Source extract
....
Local Civil Rights Organization Struggles to Get Afghans Aboard Flights as Violence Escalates, Deadline Looms

(SEATTLE, WA, 8/25/21) — CAIR Washington, the Washington state Chapter of the Council on American-Islamic Relations (CAIR), is joining humanitarian and civil rights advocates across the country demanding that President Biden make good on his promise to evacuate all eligible* persons before withdrawing U.S. troops. The Seattle-based Muslim civil rights organization has received hundreds of requests for help in the last week from Americans with families in Afghanistan, people in Afghanistan with Washington ties, and others who are scared that they or their families will be left behind.

“It’s been absolutely overwhelming and deeply disheartening,” said Brianna Auffray, Legal and Policy Manager at CAIR Washington. “Out of the hundreds of people we’re actively working with, we’ve only been able to get one family aboard a flight.”

Auffray said it’s been almost impossible for her people to get to the airport due to large crowds, Taliban checkpoints, and threats of violence coming from local Taliban and ISIS.

Ahmed Ismail**, an Afghan who’s been waiting for his special immigrant visa (SIV) to be approved who reached out to CAIR Washington, said he is scared he isn’t going to make it before the looming August 31st withdrawal deadline.

“I am beginning to lose hope,” Ismail said in a phone call with CAIR Washington staff. “No one can get to the airport and there are tens of thousands of us waiting.”

Ismail says he fled his hometown of Herat last week when the local Taliban came looking for him – leaving his wife, who is 29 weeks pregnant with their first child, behind. According to Ismail, Taliban members had been threatening him for years because he worked on multiple USAID projects in Afghanistan. Like dozens of others who reached out to CAIR Washington in the last week, his life is now being threatened.

“When the city fell to the Taliban, I knew they would come for me,” Ismail said. “One day, my doorbell rang, and my sister looked outside. She told me it was the Taliban who knew me and told me to hide. I escaped through our back door and hid in my neighbor’s backyard.”

Ismail sent CAIR Washington video that his sister took of what are reportedly local Taliban members searching his neighborhood, looking for him. He doesn’t want the videos published for fear they will identify his family’s home and they will be in danger.

A former U.S. combat soldier who served in Afghanistan who later provided security for the U.S. State Department and now lives in Seattle, said he too is concerned about those with special status getting out in time.

“My big fear is that we weren’t prepared at all and that we will not have evacuations complete by Sept 1st, whereby we end up leaving tens of thousands of Afghans behind,” Seattle veteran Jason Rich said in a private message he sent to CAIR Washington Legal and Policy Director Brianna Auffray. “That’s what concerns me the most right now. My State Department buddies are saying they cannot personally help, which is also upsetting.”

Rich said he’s afraid the State Department is going to work to get U.S. citizens out while leaving everyone else behind – people like the Afghan interpreter he worked closely with, Omar Masoud***, who’s in hiding from Taliban members. According to Rich, Masoud’s younger brother was badly beaten and burned by local members of the Taliban last week after they came looking for Masoud. He survived and is in hiding in Afghanistan. Rich sent CAIR Washington multiple photos taken of the brother after the violent attack.
....
Material
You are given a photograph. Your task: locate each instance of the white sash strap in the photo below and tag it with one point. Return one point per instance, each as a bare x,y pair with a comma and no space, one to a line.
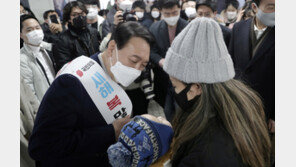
110,99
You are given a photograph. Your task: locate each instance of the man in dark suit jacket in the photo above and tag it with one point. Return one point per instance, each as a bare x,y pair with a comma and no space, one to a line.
252,47
164,31
69,130
208,8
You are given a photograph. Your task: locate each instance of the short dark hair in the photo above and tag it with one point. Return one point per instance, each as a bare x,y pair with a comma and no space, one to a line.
155,5
26,17
257,2
209,3
45,14
234,3
125,31
139,4
90,2
167,4
68,8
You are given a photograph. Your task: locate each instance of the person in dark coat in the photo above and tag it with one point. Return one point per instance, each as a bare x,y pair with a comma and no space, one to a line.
252,48
69,129
115,12
79,39
164,32
220,118
208,8
52,30
108,24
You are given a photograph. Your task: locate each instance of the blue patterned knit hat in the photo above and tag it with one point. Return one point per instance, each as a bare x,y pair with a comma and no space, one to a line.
141,142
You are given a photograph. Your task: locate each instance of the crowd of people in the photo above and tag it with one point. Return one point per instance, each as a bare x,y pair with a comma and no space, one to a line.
88,77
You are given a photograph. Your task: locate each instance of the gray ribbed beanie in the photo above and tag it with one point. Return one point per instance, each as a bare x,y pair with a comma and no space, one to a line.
199,55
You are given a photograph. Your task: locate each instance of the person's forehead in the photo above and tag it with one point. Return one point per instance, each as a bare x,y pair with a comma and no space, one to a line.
173,9
52,13
204,8
231,7
267,2
90,5
139,47
191,3
138,8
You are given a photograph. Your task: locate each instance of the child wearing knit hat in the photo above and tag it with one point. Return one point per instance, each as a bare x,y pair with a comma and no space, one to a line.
141,142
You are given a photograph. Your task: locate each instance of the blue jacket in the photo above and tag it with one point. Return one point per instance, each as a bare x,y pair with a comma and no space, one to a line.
69,130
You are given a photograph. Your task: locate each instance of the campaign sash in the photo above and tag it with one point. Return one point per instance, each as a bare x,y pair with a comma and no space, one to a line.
110,99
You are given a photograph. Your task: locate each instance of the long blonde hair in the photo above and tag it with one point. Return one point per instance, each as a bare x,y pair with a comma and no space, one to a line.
242,114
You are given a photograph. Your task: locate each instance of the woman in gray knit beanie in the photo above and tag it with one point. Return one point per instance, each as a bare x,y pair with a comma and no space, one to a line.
221,120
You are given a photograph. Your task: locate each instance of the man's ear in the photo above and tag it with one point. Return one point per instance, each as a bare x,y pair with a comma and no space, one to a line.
111,47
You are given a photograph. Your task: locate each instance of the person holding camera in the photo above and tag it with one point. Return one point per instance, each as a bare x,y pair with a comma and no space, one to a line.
79,39
52,26
85,108
139,9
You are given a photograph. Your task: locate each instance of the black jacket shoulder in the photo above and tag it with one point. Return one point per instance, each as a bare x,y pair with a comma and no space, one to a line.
215,148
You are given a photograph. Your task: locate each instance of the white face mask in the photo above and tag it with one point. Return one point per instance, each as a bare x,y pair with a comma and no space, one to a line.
190,12
35,37
123,74
140,15
171,20
231,15
126,5
92,13
155,14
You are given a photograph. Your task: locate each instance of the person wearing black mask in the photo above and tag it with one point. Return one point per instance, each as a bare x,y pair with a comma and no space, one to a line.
79,39
139,9
155,12
92,17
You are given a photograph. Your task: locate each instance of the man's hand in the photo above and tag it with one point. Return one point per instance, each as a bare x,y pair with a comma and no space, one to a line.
55,28
118,17
271,126
161,62
118,124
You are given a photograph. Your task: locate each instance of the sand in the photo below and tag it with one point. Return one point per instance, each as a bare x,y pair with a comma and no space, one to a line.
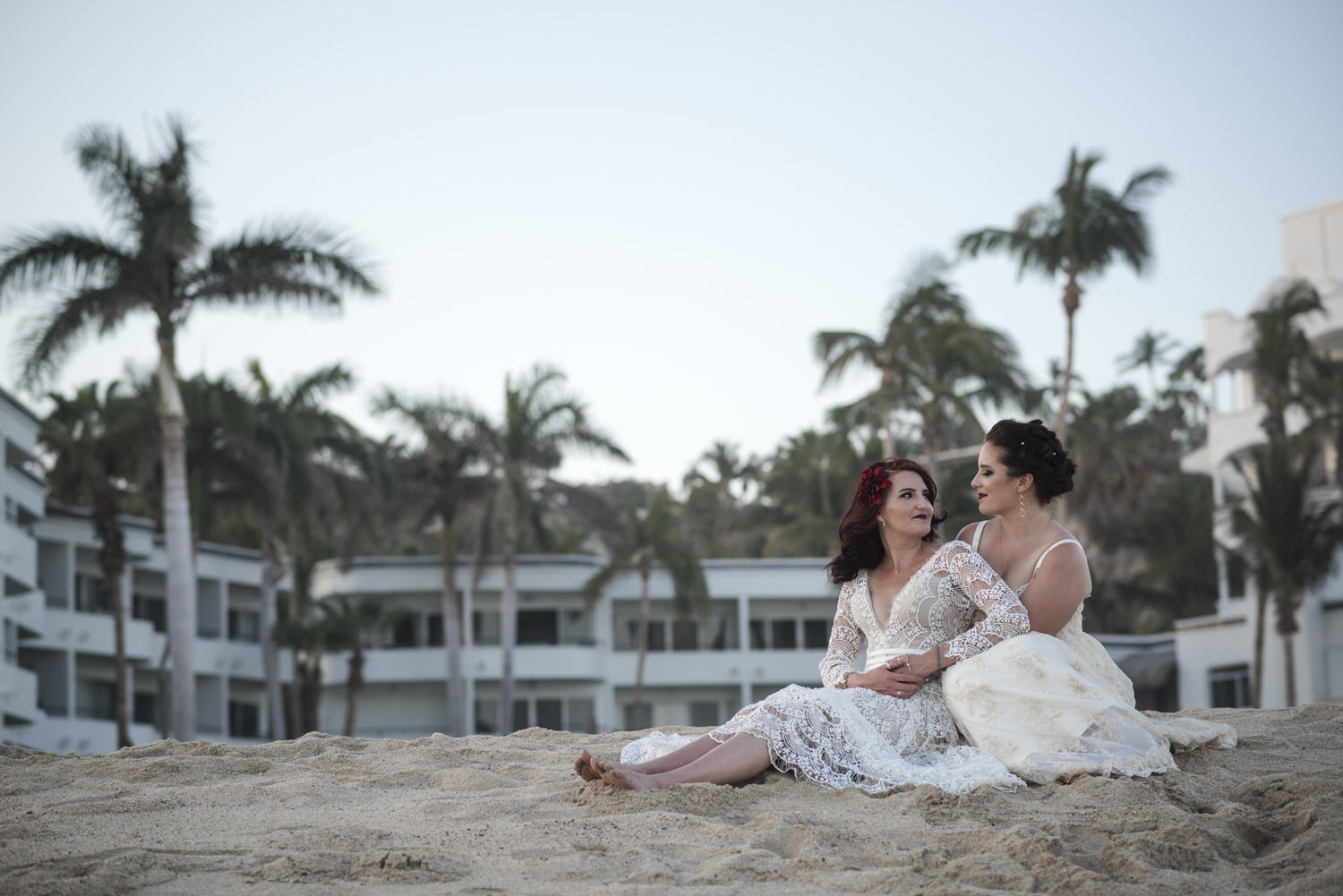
328,815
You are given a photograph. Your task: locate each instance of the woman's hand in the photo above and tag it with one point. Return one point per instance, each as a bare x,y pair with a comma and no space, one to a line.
894,683
921,665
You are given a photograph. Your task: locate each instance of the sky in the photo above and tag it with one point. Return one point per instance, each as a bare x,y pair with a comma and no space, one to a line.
666,201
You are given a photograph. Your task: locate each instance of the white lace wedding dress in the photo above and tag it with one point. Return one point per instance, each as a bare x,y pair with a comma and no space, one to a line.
859,738
1056,705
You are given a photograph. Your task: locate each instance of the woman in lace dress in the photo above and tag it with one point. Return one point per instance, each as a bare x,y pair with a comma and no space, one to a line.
1052,705
912,603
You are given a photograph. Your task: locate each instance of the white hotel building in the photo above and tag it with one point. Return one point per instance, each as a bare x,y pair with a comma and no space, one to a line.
1214,652
574,664
56,676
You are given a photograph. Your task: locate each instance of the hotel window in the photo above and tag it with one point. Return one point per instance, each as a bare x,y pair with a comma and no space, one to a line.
637,718
91,595
706,713
657,635
1230,686
403,633
537,627
485,627
244,625
582,715
550,713
816,635
685,636
145,708
96,699
1232,391
153,610
1236,576
244,719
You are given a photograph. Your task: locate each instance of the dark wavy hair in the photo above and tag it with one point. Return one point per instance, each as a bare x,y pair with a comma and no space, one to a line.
860,539
1033,448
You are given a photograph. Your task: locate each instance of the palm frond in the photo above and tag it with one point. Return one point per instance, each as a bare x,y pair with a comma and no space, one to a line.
47,340
56,255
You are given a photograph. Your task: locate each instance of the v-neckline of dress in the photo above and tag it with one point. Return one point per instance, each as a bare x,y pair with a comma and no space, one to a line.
872,608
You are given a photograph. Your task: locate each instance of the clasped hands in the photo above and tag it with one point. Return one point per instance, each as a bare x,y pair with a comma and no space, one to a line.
899,678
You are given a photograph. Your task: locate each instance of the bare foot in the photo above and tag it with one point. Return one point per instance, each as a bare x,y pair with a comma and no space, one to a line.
626,780
583,767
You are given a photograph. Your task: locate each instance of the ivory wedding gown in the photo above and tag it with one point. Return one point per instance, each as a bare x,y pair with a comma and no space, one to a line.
859,738
1052,707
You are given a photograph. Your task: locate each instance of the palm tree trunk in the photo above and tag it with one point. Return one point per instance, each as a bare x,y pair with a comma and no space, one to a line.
352,687
1287,605
270,576
888,437
1072,300
182,567
1257,670
118,638
508,617
451,608
1289,667
112,562
645,611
....
Exercise task A
List every person the press release on Afghan evacuations identifies by name.
Exercise task B
Write the next part of the press release on Afghan evacuations, continuing after its final sentence.

Task output A
- President Biden
- Brianna Auffray
- Ahmed Ismail
- Jason Rich
- Omar Masoud

Task output B
PICTURE: Little Brother of Afghan Interpreter Badly Beaten, Burned by Local Taliban (CONTENT WARNING, GRAPHIC IMAGERY)

CAIR Washington has been overwhelmed by requests coming in from Afghans and those trying to help them evacuate. So far, the Seattle-based civil rights and advocacy organization has only been able to get one out of the hundreds of families it’s working with aboard a flight out of Kabul.

“We have been in touch with countless vulnerable individuals and families who’ve recounted their harrowing experiences and detailed how chaotic the situation is right now,” said Brianna Auffray, Legal and Policy Manger at CAIR Washington. “While Taliban leadership is making statements about amnesty and reconciliation, the facts on the ground state otherwise. There are widespread reports of brutality, threats of violence, and retribution taking place. We’ve had clients shot at and beaten while trying to access the Hamid Karzai Airport.”

CAIR Washington is asking the Biden Administration to create a clear evacuation plan for everyone who is eligible – U.S. citizens, lawful permanent residents, the immediate relatives of U.S. citizens and lawful permanent residents, and the tens of thousands of special immigrant visa (SIV) holders and applicants like Ahmed and Omar – and to evacuate all eligible persons before withdrawing.

In addition, they are pushing the Biden Administration to create a “humanitarian corridor” for Afghans who don’t have special status but who could qualify for refugee status. These are the people most at-risk – the women’s rights activists, journalists, religious and ethnic minorities, and others who are at risk of being harmed.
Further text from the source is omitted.